» **Task to carry out**: Copy the entries below word for word, from the line containing "the street sign" through the end of the entries, and leave the pictures out.

» **Exercise inputs**:
-=-=-

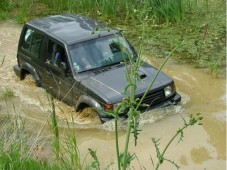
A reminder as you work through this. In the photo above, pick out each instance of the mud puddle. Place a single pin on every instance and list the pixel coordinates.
(204, 147)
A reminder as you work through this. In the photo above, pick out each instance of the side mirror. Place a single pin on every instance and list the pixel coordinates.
(63, 66)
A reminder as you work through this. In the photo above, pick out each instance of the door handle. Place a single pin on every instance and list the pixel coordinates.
(47, 73)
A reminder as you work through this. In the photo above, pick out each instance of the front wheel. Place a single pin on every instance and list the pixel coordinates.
(89, 114)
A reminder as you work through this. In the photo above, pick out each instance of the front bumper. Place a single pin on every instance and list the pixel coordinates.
(172, 101)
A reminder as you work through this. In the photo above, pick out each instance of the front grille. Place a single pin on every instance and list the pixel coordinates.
(152, 98)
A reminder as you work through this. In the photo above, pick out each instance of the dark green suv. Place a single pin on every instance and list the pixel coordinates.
(85, 68)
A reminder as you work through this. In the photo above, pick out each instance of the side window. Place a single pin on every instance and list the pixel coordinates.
(27, 39)
(32, 42)
(57, 55)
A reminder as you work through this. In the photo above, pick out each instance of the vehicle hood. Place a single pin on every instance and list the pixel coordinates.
(111, 84)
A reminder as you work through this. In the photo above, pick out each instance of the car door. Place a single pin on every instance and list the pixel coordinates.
(30, 51)
(59, 77)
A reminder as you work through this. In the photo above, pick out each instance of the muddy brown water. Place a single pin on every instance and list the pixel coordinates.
(203, 147)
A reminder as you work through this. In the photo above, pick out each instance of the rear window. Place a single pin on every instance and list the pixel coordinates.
(32, 42)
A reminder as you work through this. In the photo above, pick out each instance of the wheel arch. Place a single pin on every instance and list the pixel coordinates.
(27, 68)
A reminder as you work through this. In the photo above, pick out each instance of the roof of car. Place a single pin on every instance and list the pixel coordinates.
(70, 28)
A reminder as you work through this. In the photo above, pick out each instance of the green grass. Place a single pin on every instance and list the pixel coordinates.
(7, 93)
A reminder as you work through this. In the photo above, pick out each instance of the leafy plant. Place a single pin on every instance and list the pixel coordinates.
(7, 94)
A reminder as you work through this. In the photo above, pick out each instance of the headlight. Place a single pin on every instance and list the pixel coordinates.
(169, 90)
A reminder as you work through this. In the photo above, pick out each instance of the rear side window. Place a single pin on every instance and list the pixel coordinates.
(32, 42)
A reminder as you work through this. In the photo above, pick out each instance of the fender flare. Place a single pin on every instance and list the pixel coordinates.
(29, 68)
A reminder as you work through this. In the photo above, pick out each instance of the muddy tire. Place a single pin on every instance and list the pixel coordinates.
(90, 114)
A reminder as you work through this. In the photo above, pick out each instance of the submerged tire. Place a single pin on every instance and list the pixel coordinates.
(89, 113)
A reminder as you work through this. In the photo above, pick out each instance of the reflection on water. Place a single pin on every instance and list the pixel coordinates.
(204, 147)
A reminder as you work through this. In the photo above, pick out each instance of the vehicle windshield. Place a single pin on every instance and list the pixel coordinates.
(99, 52)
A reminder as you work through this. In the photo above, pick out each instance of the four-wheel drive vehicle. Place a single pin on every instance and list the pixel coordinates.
(83, 67)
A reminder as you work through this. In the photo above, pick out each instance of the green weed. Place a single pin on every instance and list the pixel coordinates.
(7, 94)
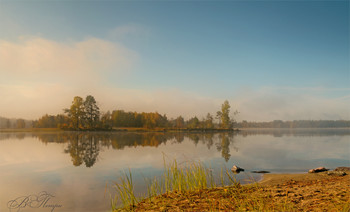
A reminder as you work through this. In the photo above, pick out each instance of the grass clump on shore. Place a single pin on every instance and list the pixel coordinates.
(192, 188)
(191, 177)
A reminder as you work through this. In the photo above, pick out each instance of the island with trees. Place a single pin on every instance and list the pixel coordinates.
(85, 115)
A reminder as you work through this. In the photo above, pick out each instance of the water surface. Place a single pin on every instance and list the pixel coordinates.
(77, 170)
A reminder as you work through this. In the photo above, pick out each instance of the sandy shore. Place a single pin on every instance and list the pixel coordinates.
(276, 192)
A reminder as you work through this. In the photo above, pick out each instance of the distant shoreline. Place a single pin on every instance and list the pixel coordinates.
(132, 129)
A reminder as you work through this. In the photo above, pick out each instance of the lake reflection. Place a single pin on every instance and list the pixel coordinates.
(76, 167)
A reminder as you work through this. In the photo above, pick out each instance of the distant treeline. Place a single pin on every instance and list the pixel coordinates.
(84, 114)
(296, 124)
(14, 123)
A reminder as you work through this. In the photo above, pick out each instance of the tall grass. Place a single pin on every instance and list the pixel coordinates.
(192, 176)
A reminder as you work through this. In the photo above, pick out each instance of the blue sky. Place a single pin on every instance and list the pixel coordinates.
(271, 59)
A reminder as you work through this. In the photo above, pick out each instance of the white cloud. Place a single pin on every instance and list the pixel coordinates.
(269, 104)
(39, 56)
(41, 76)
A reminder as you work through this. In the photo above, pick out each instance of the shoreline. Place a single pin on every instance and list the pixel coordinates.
(276, 192)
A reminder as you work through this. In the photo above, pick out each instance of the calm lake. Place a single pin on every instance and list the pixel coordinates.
(70, 171)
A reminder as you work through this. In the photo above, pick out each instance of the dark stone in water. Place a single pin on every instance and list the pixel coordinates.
(317, 170)
(260, 172)
(236, 169)
(343, 169)
(336, 173)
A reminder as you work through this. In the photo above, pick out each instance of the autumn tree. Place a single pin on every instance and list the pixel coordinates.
(208, 123)
(91, 111)
(224, 115)
(76, 112)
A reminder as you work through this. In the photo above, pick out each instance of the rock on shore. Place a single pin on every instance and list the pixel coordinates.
(317, 170)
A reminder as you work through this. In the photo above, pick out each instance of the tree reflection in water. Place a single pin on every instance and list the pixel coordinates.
(84, 147)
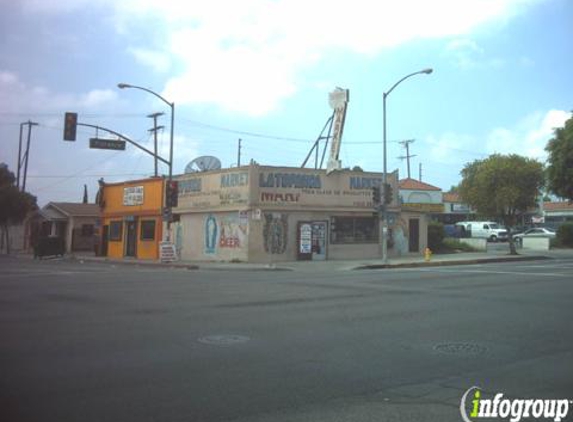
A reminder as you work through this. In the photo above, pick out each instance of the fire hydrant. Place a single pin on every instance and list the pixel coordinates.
(427, 254)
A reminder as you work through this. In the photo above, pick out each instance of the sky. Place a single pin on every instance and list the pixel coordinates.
(261, 71)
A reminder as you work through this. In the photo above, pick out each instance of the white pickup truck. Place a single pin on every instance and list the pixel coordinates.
(486, 229)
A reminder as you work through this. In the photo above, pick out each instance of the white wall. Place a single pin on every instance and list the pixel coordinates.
(420, 197)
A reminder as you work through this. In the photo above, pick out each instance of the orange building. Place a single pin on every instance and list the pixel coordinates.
(131, 218)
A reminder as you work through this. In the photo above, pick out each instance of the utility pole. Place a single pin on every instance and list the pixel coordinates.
(27, 155)
(19, 155)
(156, 128)
(406, 144)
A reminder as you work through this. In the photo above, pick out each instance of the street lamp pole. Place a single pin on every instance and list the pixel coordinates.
(384, 236)
(172, 106)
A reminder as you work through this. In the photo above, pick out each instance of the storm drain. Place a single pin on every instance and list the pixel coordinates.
(471, 349)
(223, 339)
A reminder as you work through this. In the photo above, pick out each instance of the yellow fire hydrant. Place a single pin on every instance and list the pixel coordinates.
(427, 254)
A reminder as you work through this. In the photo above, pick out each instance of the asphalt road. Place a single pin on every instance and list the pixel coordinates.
(97, 342)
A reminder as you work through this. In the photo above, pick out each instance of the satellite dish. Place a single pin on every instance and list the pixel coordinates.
(204, 163)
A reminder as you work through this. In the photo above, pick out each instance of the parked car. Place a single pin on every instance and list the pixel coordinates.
(48, 246)
(485, 229)
(534, 232)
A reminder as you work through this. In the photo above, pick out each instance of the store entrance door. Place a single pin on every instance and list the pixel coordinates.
(414, 238)
(319, 240)
(312, 240)
(131, 238)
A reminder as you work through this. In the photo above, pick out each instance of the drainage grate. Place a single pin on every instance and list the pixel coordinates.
(223, 339)
(460, 348)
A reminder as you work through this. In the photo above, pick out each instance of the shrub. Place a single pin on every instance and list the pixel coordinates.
(458, 245)
(565, 235)
(436, 236)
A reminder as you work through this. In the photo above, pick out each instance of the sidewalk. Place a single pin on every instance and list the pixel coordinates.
(345, 265)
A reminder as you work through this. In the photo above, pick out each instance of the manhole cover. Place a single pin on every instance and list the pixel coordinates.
(223, 339)
(460, 348)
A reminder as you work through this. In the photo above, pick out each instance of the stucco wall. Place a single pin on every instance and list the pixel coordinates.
(216, 236)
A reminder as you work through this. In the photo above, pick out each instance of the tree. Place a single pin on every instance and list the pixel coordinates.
(560, 161)
(14, 205)
(502, 187)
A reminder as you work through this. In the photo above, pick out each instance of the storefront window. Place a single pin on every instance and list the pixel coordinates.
(87, 230)
(115, 230)
(354, 230)
(148, 230)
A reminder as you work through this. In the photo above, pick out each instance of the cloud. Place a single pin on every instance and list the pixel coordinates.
(17, 96)
(467, 54)
(529, 137)
(250, 55)
(159, 61)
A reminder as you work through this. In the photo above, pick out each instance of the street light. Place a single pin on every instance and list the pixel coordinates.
(384, 177)
(172, 105)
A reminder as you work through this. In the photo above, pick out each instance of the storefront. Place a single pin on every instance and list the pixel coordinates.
(131, 218)
(267, 214)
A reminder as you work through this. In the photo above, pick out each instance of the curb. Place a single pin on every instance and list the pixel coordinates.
(177, 265)
(451, 263)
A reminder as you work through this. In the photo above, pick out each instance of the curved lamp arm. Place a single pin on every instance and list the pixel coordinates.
(426, 71)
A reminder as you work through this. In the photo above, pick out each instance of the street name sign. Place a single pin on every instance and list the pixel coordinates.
(99, 143)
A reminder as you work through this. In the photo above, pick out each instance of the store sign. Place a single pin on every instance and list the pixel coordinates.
(133, 195)
(460, 208)
(167, 252)
(420, 207)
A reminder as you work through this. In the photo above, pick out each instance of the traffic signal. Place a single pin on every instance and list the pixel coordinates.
(70, 126)
(376, 195)
(172, 194)
(388, 193)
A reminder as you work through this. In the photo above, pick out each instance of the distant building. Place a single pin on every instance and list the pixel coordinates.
(455, 210)
(557, 212)
(74, 222)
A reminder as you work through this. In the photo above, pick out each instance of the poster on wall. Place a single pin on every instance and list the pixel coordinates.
(211, 232)
(167, 252)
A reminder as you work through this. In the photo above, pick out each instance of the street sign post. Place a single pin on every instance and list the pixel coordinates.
(113, 144)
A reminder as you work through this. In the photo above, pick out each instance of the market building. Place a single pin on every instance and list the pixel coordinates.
(556, 213)
(131, 218)
(455, 210)
(264, 214)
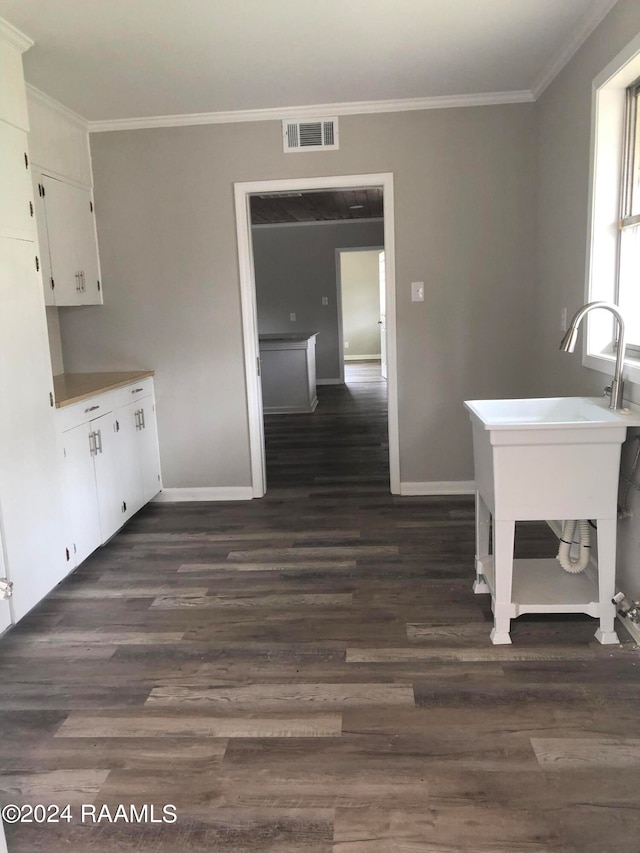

-=-=-

» **Reply to the exercise**:
A reminder as you work through this. In the photo above, pick out each instance of the street sign post. Place a single pin on every instance and list the pixel coordinates.
(113, 144)
A reminder as you work through this. In the photo above, pick out each instance of the market building. Place a single pin on every instance and list the pixel coordinates.
(556, 213)
(131, 218)
(455, 210)
(264, 214)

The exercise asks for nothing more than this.